# EXTRAIT FOURNI
______________________________

J’ai écrit le texte précédent (https://www.isabelle-alonso.com/articles-1/gerard-miller-401) alors que le magazine Elle signalait trois femmes dénonçant Gérard Miller. Je l’ai publié en même temps que celui de Mediapart, que je n’avais pas encore lu et qui en signalait une dizaine. D’après le Monde, on en est à une cinquantaine. Effet d’accumulation, de déjà-vu. Et alors ? Et alors Gérard est dans de sales draps. Il s’y est mis lui-même.
Toutes ces jeunes femmes ont gardé pour elles ou leur très proche entourage, depuis des années, une plaie ouverte. Elles ont toute ma solidarité. Tout mon soutien.

______________________________

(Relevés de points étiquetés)
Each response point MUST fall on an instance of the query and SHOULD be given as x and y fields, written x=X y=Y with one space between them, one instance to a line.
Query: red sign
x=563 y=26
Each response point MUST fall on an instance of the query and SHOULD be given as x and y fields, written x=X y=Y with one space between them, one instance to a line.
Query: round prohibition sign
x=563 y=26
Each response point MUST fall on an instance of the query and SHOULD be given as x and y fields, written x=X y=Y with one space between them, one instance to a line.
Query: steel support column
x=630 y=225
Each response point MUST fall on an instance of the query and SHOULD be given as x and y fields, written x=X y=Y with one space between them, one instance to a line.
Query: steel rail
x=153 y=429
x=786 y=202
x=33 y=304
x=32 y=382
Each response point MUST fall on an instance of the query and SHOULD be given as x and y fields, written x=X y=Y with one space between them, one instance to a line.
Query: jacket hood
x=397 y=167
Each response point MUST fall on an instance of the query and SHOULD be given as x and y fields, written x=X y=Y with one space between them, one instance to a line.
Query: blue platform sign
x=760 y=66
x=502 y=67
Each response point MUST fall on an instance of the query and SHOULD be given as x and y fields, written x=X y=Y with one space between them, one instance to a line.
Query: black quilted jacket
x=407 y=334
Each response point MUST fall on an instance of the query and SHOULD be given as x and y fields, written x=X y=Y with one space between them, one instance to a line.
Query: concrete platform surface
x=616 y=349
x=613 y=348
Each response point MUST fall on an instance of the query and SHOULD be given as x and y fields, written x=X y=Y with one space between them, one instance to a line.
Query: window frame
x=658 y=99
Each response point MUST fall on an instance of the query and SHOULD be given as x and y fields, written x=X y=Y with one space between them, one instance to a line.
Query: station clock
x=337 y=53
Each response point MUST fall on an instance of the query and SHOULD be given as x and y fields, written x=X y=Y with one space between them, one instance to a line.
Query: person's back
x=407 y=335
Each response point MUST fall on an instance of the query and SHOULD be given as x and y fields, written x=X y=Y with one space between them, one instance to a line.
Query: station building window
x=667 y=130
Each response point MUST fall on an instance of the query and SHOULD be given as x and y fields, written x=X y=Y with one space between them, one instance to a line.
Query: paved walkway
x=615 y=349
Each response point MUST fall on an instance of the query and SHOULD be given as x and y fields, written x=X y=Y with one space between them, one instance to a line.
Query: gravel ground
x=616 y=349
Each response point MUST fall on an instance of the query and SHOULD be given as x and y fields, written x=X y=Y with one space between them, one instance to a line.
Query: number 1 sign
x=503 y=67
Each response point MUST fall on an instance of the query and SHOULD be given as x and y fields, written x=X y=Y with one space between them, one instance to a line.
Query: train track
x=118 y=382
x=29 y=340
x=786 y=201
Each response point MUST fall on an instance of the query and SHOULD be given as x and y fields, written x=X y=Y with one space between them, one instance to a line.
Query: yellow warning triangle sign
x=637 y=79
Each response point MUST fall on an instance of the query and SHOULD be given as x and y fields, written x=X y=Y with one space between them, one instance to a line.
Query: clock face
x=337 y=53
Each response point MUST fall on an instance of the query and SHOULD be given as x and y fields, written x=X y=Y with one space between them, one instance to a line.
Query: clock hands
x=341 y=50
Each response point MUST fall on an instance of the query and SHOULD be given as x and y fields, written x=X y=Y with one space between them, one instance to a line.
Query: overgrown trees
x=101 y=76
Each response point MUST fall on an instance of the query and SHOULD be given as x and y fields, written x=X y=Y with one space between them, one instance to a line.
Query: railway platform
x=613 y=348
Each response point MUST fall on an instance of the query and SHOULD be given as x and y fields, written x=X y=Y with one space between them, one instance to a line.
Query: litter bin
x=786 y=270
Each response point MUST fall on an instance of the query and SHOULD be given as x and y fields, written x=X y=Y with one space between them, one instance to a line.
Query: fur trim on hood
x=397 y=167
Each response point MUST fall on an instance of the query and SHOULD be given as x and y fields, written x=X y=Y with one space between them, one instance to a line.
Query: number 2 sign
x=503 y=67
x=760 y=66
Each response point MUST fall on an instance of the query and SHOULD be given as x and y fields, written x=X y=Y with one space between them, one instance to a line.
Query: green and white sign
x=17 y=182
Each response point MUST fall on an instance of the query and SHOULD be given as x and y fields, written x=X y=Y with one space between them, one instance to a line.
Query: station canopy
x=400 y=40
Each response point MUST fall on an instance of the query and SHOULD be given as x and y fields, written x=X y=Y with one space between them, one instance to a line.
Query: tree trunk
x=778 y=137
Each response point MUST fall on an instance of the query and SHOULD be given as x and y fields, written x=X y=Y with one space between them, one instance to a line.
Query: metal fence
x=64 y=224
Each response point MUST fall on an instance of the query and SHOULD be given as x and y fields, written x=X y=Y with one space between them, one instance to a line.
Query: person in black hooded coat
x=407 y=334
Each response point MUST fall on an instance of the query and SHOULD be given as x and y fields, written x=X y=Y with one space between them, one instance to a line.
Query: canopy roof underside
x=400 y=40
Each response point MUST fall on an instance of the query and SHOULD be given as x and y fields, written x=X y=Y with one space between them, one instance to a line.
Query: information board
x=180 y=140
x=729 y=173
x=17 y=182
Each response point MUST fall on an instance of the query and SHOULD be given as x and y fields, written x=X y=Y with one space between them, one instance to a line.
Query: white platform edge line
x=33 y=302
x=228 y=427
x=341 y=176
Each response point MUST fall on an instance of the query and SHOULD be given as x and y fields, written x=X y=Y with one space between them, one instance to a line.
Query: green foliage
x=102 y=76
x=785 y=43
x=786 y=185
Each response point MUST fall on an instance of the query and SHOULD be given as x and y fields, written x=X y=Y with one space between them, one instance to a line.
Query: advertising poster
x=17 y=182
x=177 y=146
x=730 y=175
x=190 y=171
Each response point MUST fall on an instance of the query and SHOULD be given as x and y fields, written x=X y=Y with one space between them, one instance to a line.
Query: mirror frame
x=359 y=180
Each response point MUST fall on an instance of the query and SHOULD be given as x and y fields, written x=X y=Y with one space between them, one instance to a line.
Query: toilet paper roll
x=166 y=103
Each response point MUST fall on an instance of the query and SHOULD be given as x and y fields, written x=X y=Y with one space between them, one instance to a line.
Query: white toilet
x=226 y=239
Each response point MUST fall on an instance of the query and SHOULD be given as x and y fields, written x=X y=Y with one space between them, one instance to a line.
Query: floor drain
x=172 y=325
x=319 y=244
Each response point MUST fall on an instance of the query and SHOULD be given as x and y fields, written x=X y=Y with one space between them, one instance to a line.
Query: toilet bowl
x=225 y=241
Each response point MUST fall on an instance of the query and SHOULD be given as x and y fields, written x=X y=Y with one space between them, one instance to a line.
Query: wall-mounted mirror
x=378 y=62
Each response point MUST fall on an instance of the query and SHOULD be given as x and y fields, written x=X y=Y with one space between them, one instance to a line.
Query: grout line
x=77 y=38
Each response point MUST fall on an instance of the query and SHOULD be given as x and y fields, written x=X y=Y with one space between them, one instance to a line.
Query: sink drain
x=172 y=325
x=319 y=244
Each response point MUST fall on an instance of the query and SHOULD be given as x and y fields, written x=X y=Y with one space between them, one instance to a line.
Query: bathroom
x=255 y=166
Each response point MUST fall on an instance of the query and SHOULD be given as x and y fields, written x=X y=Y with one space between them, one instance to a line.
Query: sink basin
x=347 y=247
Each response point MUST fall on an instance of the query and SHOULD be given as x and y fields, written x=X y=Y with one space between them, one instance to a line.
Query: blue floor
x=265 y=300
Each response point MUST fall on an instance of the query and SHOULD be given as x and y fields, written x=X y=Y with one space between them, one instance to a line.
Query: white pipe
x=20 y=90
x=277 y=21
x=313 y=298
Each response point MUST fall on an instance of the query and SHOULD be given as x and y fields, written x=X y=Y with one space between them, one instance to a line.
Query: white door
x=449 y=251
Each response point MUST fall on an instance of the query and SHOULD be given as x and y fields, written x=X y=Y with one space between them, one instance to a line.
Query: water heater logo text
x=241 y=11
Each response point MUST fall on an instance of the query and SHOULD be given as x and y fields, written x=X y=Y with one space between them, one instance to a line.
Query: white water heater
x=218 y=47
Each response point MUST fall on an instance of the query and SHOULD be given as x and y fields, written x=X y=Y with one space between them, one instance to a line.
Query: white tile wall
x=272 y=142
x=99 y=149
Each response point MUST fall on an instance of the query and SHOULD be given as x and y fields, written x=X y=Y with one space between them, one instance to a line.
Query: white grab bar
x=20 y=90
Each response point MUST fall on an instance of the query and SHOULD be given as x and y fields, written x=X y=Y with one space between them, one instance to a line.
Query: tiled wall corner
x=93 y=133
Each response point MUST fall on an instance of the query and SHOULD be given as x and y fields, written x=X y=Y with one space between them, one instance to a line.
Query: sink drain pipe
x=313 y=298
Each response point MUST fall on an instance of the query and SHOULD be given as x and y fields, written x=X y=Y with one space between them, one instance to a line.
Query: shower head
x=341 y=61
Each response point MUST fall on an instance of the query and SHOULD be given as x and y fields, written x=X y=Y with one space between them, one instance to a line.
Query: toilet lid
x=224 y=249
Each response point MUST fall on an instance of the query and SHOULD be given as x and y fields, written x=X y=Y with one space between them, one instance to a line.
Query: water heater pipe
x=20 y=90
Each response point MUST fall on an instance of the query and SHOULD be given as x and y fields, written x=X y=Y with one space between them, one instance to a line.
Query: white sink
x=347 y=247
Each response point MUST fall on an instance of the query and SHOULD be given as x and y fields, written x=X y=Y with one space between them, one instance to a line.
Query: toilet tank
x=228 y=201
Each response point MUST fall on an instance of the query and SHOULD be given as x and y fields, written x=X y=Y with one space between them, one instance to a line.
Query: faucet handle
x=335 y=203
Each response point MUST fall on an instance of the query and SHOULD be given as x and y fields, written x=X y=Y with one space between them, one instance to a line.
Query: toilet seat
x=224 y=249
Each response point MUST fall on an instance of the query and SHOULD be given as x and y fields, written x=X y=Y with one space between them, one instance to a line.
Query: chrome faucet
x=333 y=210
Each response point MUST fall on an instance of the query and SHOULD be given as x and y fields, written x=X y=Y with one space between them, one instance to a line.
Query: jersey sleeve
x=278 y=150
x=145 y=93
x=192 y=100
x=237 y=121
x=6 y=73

______________________________

# CONSIGNE
Selon l'extrait fourni, à combien le Monde évalue-t-il le nombre de femmes dénonçant Gérard Miller ?

# RÉPONSE ATTENDUE
À une cinquantaine.